> Task requirements
Rewrite every line below, from the one containing "spot any textured" through the end of the items, requests included. Scale each bounding-box coordinate in the answers by 1.7 and round to the nearest whole number, with halves rounding up, but leave all numbers in the requests and their format samples unchanged.

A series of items
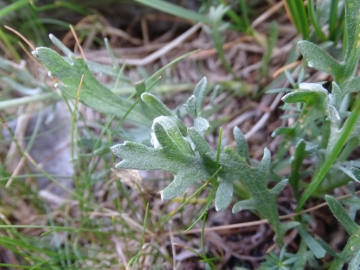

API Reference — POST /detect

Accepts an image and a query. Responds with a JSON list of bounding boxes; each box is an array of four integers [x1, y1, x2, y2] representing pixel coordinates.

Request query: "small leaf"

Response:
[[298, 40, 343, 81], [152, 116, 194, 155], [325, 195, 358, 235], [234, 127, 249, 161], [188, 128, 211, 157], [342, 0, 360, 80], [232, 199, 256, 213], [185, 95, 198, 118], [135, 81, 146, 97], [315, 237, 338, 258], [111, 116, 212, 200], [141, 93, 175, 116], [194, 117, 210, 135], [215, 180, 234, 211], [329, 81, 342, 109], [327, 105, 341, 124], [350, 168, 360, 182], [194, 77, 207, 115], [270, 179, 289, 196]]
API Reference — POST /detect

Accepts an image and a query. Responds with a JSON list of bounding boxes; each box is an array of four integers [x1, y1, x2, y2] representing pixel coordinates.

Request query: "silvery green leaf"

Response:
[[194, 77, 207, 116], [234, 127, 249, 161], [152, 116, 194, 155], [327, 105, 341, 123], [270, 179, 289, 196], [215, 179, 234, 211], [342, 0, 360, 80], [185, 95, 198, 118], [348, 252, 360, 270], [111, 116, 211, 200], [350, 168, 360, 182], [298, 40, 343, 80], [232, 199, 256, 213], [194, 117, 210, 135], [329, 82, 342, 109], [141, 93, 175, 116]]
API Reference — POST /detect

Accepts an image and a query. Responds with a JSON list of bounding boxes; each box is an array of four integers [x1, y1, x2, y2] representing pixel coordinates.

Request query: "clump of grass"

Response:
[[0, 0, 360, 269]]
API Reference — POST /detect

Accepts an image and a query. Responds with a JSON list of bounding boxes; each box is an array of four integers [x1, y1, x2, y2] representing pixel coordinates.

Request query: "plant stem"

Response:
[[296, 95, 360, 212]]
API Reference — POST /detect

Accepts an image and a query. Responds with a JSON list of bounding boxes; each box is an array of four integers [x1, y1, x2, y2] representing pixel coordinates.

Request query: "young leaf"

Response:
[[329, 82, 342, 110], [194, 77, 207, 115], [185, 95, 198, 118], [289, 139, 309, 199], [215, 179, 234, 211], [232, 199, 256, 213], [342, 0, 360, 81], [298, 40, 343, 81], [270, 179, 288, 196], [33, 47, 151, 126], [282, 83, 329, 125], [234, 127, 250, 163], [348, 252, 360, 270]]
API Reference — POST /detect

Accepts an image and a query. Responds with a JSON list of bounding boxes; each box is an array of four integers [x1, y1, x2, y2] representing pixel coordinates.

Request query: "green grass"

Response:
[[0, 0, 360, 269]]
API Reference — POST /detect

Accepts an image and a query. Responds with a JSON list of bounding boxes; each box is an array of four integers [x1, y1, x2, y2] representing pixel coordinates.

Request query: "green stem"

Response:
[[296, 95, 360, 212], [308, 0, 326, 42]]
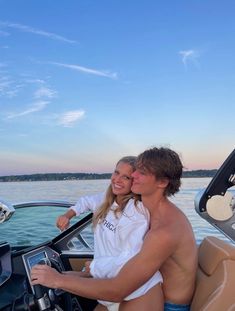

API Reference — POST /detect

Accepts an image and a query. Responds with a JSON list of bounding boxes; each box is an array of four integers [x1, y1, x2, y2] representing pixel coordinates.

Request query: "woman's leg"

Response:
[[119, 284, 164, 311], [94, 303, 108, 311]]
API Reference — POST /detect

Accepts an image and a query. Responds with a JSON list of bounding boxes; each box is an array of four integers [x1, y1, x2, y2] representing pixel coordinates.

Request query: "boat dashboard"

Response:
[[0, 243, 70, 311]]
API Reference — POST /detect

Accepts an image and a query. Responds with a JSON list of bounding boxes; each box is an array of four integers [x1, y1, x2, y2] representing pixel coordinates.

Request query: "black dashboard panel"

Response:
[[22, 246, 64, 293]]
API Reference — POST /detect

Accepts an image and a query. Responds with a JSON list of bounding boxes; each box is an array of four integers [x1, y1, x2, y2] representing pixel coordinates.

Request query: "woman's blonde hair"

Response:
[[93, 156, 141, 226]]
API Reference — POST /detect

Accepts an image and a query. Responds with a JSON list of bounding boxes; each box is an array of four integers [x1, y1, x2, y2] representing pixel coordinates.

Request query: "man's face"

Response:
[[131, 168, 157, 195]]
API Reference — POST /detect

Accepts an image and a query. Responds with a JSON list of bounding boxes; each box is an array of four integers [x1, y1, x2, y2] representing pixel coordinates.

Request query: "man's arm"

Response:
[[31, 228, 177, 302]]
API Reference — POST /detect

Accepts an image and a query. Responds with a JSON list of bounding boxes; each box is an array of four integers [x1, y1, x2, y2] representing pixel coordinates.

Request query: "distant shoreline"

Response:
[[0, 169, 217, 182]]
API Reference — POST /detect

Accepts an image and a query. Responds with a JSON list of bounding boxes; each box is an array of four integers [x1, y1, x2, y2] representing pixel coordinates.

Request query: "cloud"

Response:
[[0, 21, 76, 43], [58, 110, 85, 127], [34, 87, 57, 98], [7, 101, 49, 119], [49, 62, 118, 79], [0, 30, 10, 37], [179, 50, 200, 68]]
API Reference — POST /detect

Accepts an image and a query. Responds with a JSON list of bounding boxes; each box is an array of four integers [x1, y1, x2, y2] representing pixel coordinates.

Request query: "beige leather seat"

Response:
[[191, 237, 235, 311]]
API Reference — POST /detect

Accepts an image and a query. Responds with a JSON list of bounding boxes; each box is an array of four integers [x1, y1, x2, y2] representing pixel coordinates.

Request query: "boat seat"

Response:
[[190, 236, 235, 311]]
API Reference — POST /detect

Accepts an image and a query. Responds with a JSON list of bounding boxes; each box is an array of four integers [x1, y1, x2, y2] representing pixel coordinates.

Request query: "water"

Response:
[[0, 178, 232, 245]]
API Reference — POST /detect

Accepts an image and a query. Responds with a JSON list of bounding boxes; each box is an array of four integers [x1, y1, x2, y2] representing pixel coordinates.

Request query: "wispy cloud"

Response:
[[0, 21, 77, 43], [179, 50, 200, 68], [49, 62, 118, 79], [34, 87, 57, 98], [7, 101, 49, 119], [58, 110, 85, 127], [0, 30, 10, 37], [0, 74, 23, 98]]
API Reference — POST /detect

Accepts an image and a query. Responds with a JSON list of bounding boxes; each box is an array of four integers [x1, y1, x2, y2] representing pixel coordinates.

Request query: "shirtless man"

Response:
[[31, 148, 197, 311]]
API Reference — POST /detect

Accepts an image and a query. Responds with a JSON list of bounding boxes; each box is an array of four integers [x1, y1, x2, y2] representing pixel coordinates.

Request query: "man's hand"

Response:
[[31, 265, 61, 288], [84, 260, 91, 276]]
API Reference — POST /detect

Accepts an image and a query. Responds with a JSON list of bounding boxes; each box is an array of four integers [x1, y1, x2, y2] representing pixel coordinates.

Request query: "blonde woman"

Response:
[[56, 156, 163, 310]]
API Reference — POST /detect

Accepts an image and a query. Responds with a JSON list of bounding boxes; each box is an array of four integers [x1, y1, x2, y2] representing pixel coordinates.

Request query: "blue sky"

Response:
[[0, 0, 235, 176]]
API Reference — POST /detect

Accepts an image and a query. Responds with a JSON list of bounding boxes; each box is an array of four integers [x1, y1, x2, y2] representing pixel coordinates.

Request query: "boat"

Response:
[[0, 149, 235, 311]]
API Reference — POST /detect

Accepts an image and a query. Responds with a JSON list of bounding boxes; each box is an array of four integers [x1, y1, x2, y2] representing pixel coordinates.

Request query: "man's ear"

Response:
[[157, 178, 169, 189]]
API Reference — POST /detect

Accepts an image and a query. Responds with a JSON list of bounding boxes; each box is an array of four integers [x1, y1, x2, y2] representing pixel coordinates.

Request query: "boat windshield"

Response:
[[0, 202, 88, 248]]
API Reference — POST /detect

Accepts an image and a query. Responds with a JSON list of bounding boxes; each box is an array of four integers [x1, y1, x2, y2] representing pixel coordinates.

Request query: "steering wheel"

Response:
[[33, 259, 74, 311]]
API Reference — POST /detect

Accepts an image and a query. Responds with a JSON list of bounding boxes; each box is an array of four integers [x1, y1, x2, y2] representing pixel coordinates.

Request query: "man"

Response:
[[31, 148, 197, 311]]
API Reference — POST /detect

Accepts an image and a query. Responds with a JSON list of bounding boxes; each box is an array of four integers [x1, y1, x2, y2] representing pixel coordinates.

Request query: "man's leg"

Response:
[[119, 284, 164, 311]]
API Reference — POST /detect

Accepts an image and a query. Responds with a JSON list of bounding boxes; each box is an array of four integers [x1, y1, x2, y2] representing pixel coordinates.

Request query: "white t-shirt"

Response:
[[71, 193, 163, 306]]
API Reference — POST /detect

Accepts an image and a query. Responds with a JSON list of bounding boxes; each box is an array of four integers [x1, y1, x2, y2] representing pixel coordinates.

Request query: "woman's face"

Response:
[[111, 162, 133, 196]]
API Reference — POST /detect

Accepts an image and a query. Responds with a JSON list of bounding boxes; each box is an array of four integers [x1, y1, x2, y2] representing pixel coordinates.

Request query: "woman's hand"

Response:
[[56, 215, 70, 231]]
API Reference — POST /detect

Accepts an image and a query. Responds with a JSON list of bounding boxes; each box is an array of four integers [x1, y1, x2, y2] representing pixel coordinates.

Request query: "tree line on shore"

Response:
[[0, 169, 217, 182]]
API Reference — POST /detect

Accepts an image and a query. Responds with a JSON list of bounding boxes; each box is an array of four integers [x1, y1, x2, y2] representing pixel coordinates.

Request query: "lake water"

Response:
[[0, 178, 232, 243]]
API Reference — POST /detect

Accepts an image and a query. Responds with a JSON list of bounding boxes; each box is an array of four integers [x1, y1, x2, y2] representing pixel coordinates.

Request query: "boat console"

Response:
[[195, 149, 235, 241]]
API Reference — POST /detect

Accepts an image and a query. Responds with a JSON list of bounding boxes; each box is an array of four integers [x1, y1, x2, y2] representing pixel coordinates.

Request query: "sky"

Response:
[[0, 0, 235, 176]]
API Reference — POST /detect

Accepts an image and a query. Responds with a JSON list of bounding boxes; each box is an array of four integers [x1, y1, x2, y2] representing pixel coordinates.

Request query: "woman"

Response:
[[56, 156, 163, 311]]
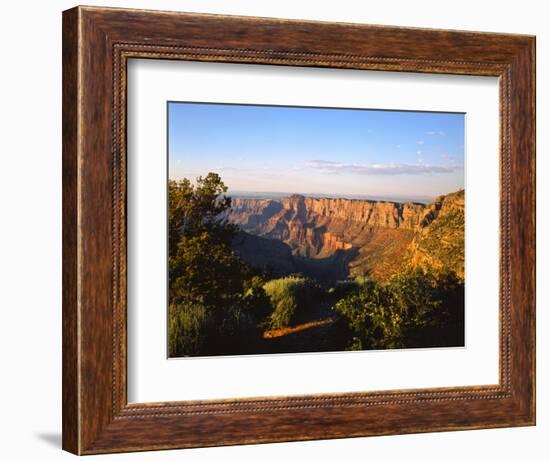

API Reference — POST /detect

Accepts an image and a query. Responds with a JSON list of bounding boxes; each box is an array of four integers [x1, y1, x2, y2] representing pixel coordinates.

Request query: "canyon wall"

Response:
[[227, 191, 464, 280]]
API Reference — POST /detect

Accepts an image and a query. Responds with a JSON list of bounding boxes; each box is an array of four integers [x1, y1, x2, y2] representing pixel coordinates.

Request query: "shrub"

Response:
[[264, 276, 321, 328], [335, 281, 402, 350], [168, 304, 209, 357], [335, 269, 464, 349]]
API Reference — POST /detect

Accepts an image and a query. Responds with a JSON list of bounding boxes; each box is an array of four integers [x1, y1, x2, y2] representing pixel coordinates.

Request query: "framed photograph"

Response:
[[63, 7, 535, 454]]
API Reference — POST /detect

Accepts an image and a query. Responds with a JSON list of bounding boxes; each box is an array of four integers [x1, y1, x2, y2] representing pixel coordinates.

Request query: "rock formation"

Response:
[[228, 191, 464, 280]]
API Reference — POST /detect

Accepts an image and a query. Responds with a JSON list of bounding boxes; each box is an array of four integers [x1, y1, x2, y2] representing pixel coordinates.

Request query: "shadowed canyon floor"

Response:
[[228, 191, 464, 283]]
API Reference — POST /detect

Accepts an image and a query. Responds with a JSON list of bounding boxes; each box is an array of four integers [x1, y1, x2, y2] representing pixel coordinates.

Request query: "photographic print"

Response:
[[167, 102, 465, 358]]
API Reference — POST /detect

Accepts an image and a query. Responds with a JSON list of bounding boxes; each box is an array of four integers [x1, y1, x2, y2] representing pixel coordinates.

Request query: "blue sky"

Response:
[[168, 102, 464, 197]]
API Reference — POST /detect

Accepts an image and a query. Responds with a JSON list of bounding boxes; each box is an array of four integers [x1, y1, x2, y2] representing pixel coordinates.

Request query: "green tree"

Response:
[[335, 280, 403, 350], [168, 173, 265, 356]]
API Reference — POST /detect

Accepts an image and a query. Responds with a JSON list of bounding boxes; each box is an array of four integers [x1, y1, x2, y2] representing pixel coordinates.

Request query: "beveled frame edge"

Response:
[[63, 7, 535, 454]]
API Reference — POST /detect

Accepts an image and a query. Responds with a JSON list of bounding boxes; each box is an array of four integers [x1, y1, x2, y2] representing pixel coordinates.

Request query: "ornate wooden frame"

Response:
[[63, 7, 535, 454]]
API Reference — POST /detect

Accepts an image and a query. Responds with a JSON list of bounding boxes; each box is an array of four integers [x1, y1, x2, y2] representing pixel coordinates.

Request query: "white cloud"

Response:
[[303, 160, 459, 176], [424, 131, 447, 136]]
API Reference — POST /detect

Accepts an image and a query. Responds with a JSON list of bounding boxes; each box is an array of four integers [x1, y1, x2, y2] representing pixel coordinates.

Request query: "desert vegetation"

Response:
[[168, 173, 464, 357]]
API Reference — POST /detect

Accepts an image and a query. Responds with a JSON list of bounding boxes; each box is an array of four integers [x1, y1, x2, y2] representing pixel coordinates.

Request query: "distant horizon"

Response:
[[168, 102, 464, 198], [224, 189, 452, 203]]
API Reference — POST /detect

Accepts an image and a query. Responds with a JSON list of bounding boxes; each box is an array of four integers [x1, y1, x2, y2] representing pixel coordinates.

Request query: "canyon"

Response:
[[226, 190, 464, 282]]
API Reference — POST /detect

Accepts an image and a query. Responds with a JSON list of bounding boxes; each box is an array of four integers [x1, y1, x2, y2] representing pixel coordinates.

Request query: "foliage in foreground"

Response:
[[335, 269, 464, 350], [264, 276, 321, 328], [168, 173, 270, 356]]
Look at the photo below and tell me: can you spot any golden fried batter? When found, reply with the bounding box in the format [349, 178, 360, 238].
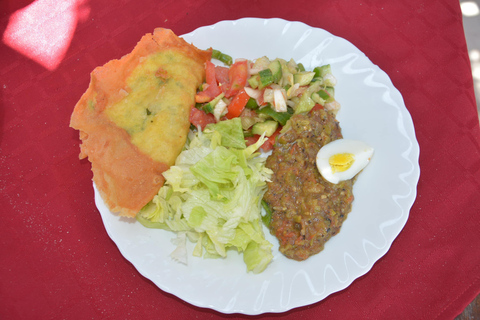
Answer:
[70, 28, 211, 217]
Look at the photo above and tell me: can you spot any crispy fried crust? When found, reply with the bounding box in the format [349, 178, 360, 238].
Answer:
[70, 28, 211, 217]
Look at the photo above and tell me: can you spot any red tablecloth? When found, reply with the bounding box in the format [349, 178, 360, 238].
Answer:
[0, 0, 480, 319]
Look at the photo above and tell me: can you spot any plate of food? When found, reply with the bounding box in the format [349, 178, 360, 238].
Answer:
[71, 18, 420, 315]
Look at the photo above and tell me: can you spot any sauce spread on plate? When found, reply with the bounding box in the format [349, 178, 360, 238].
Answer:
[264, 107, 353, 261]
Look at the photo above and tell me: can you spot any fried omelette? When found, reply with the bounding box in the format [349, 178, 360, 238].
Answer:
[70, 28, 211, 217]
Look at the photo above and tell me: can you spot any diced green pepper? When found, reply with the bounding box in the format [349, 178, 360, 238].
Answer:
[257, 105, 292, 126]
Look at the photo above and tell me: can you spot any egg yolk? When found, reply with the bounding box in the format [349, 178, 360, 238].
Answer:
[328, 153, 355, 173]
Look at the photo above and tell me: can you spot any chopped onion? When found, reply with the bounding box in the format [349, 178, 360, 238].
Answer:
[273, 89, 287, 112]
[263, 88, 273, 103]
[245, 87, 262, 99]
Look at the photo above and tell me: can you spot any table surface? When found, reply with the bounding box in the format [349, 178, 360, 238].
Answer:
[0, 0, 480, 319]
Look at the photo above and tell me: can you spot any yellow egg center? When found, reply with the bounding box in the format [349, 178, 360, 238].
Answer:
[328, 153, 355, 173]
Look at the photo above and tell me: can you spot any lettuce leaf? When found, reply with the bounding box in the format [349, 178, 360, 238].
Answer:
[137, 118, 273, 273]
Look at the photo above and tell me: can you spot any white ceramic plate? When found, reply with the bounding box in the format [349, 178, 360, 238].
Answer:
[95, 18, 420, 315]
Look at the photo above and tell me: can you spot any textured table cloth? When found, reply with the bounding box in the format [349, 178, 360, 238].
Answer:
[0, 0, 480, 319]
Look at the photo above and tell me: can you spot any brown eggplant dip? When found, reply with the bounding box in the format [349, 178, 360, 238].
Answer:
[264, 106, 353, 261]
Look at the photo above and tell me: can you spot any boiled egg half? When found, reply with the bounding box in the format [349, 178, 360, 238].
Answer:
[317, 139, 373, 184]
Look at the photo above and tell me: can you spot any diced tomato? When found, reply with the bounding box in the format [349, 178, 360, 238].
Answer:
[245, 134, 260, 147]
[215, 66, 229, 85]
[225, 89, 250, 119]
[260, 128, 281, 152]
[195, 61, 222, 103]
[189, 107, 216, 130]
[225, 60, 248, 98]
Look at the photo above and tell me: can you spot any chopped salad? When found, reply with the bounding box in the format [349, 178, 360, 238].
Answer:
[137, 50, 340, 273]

> Written solution
Look at the photo above and tell me: can you spot any textured table cloth? When found, reply with the bounding box in the format [349, 178, 360, 238].
Answer:
[0, 0, 816, 542]
Look at the photo above and tell me: can you spot any brown eggplant dip? When found, reply with the bounding box in the format [349, 178, 360, 238].
Answer:
[449, 180, 600, 444]
Look at the photo above and tell me: can you spot any boiled egg half? When found, reply with the bounding box in the format [349, 178, 360, 238].
Answer:
[539, 236, 634, 313]
Look at the photo above and tell me: can you spot any diced tomato? When found, reply with the bounding box in the format [349, 178, 360, 238].
Answer:
[417, 228, 442, 250]
[366, 112, 389, 145]
[383, 151, 425, 202]
[442, 218, 478, 258]
[332, 104, 377, 175]
[321, 182, 367, 221]
[383, 102, 422, 167]
Look at the photo above and tell me: can you spot any chopped salad? When found, reply with the bounding box in the format [349, 178, 360, 238].
Answer:
[233, 85, 578, 464]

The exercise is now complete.